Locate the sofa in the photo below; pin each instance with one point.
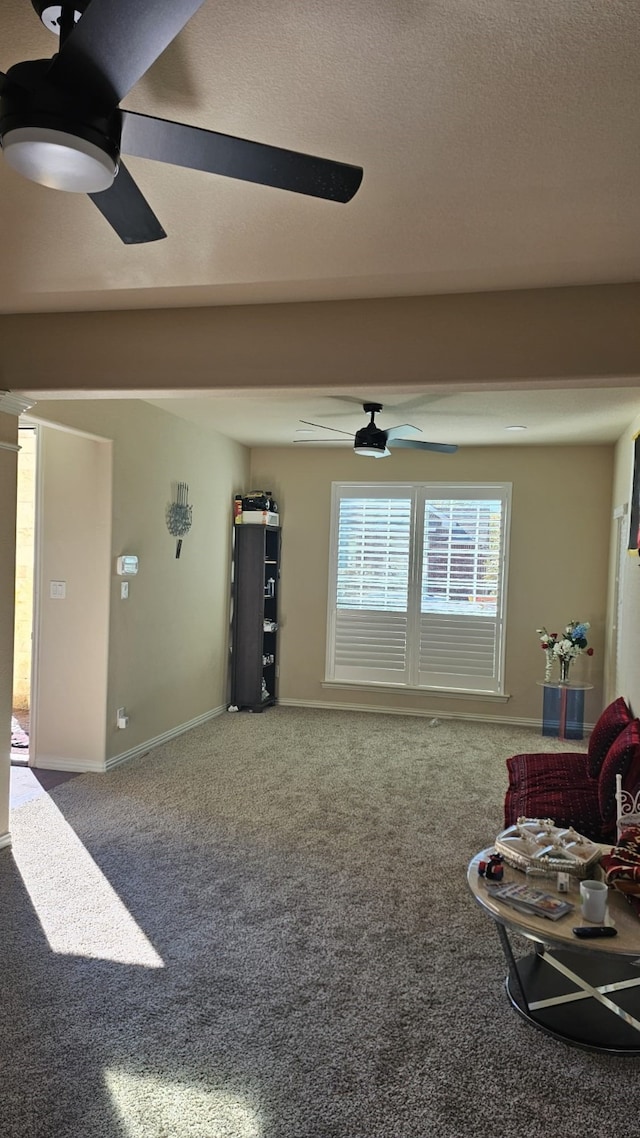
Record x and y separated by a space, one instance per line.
577 789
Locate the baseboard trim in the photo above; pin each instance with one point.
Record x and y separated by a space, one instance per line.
136 752
74 766
432 714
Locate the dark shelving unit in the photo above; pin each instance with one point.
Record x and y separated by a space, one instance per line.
254 644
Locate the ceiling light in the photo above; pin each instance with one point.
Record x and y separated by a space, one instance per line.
371 452
58 159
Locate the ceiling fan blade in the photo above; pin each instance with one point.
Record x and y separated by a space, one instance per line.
395 431
128 212
321 426
418 445
180 145
115 42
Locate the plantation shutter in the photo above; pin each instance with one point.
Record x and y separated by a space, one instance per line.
417 592
460 628
370 617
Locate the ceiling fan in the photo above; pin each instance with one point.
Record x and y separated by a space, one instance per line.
60 122
374 443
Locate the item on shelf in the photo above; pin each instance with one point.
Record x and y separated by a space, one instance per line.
536 846
260 518
261 501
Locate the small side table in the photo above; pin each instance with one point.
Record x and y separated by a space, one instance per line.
563 708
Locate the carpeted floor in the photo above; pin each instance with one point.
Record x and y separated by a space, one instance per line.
262 930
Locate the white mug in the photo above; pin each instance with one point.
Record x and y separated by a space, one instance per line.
593 895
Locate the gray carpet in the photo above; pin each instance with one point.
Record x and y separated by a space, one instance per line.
262 930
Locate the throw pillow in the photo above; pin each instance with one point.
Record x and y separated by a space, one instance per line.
623 753
610 724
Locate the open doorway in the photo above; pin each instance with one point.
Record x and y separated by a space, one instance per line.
23 620
63 582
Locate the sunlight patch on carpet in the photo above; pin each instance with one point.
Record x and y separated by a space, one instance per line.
80 912
156 1107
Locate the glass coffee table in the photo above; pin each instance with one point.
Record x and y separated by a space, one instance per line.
585 992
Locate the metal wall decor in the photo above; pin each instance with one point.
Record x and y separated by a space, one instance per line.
179 514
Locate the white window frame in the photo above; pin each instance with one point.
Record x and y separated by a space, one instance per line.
411 677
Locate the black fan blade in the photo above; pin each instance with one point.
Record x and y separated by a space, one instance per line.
418 445
128 212
115 42
321 426
162 140
396 431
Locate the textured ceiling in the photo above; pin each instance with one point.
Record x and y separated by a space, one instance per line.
499 140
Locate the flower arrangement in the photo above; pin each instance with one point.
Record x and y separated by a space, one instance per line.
564 646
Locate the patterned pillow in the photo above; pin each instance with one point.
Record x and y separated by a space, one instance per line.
610 724
623 755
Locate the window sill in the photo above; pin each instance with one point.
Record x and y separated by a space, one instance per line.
402 690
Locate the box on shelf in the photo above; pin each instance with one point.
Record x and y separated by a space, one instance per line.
259 518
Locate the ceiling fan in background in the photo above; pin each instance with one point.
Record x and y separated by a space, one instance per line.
60 122
374 443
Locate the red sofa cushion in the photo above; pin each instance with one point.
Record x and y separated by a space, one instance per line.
610 724
557 786
623 758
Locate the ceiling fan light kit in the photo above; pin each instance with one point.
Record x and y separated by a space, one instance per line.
62 126
59 159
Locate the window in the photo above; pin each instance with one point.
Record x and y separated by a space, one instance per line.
417 585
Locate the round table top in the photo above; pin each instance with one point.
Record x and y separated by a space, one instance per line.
559 932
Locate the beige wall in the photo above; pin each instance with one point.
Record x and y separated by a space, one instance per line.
67 722
8 479
167 658
576 336
558 561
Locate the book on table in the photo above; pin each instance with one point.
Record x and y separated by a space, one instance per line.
531 900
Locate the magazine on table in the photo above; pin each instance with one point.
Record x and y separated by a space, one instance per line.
531 900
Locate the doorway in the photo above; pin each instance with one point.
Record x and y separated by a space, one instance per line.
63 575
24 599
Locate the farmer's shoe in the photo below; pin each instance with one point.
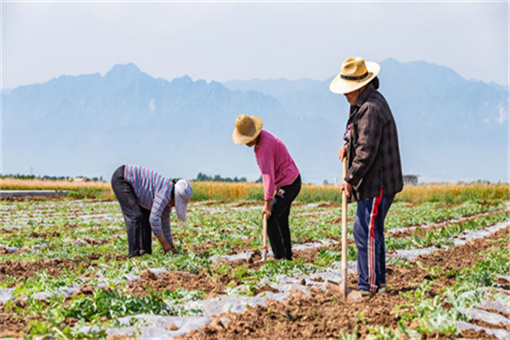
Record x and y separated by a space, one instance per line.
365 293
382 290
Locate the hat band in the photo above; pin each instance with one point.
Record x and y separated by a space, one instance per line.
354 77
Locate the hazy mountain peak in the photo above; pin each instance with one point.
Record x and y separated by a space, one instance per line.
128 68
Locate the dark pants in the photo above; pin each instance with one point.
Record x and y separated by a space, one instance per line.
278 230
137 218
368 232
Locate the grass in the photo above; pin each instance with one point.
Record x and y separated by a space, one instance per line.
447 193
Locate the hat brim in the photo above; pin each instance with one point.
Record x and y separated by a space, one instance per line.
241 139
343 86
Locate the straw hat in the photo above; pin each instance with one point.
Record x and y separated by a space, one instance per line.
247 129
183 193
354 75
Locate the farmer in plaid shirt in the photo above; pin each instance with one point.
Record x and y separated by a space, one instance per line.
374 172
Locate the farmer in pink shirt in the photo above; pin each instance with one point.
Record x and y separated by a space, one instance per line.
280 176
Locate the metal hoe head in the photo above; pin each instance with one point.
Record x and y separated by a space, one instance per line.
338 291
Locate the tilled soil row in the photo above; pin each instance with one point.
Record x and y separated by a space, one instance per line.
320 315
419 231
54 267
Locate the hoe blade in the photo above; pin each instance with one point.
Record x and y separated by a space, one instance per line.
350 295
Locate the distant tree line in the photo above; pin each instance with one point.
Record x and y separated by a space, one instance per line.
49 178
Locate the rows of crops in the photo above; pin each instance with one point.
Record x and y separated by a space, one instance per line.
64 273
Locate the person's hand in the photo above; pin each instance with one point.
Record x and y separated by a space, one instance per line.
347 187
342 153
267 209
173 249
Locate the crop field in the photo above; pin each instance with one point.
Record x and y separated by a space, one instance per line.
64 273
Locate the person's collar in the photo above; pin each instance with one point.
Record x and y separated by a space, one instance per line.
365 94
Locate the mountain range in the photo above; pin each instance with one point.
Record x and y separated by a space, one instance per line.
450 128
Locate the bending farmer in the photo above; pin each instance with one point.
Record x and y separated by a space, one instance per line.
374 172
279 173
146 199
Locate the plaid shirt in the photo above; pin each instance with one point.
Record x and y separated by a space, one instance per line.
373 153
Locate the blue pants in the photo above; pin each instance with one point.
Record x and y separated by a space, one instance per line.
368 232
138 228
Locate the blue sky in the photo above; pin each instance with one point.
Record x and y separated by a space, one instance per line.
245 40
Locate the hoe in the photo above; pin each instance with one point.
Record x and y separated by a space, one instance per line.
342 291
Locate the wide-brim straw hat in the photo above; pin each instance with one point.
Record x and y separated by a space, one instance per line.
247 129
355 74
183 193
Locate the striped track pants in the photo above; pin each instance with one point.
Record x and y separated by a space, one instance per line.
368 232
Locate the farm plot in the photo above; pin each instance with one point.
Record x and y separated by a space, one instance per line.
64 273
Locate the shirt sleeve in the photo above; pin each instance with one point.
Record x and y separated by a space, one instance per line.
165 225
369 128
158 206
265 160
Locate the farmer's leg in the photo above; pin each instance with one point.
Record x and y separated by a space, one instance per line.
146 232
287 195
380 267
130 210
360 232
364 235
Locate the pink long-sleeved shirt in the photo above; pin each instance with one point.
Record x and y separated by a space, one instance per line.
275 163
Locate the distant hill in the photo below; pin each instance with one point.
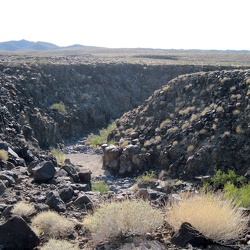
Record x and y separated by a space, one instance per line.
28 45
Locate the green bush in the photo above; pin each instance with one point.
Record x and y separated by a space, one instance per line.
60 107
100 186
221 178
239 194
147 176
102 136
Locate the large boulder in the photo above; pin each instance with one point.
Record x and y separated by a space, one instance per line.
44 172
189 235
15 234
54 201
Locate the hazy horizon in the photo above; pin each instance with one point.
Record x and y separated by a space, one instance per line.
156 24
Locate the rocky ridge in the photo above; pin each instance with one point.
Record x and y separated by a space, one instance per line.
90 95
192 125
27 122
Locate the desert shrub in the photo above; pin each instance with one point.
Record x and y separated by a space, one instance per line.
147 176
240 194
4 155
215 217
54 244
115 219
221 178
102 136
100 186
51 224
58 154
60 107
23 209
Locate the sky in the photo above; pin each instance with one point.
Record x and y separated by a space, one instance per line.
165 24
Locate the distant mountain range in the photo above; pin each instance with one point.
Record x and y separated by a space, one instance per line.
27 45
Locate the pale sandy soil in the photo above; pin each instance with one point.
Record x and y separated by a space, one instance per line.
92 162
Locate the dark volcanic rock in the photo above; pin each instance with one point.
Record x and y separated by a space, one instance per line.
90 94
2 187
189 127
44 172
15 234
187 234
54 201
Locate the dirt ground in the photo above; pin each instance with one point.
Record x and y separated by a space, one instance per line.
92 162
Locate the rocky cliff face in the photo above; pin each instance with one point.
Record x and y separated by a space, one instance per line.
189 127
92 95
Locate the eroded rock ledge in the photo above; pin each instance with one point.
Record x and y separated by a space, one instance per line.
189 127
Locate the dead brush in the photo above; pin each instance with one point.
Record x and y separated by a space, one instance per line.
212 215
115 218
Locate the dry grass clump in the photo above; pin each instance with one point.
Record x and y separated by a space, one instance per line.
54 244
23 209
4 155
51 224
215 217
121 218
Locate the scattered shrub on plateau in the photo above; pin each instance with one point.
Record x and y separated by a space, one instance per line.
121 218
215 217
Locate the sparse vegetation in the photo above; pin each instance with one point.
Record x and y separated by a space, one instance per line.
60 107
215 217
147 176
4 155
51 224
100 186
239 194
102 136
122 218
220 178
58 154
23 209
54 244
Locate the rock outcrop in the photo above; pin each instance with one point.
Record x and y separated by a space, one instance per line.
189 127
47 100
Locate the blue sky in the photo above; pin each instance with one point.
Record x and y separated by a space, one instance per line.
168 24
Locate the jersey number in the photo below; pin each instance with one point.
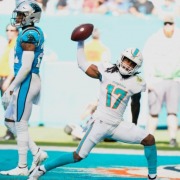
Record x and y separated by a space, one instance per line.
112 90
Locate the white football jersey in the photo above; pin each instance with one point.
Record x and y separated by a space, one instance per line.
114 94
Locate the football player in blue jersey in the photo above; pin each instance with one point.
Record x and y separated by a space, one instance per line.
118 83
24 91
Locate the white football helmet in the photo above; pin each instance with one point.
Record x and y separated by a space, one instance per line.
135 56
26 13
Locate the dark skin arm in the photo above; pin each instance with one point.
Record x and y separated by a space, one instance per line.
135 107
93 71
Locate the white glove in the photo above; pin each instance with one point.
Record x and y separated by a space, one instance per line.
6 98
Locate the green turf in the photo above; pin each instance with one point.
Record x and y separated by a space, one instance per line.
56 137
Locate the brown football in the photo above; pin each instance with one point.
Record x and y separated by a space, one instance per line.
82 32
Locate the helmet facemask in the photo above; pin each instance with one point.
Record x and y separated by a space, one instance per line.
127 67
26 13
130 61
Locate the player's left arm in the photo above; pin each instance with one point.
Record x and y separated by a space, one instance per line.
27 60
90 69
29 41
135 107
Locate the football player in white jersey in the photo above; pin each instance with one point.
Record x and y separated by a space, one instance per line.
118 83
25 88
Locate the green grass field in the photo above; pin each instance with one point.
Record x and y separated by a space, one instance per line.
56 137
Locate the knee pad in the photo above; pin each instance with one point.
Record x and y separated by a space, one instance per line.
21 126
11 126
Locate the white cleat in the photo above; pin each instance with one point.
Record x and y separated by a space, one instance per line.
18 171
36 173
38 159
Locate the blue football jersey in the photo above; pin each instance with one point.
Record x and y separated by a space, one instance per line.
33 35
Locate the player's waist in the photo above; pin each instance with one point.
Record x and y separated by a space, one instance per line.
109 118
***
__CHALLENGE__
Please quote exactly the lines from the one containing "Locate the green grass" through the last line of the records above, both included, and nothing else.

__THE RESULT__
Locate the green grass field in the photo above; pin each instance with one point.
Record x and y separated by a space, one instance per line.
56 137
Locate the knee pad in the photo above; pin each instance with one point.
Record x and y separated by a space, one instance per line.
21 126
11 126
Locate the white cleat in the photo above; pin each instance with one point.
Record x and y separated by a space, one instance per line.
18 171
36 173
38 159
Locate the blue football jersey in the photo above; pin each instance with one point.
Record x and y separated by a space, one instance per line.
33 35
Locate the player's waist in the photo above; pin each instance with one point.
Record x and y separated by a space, one instance per line.
109 118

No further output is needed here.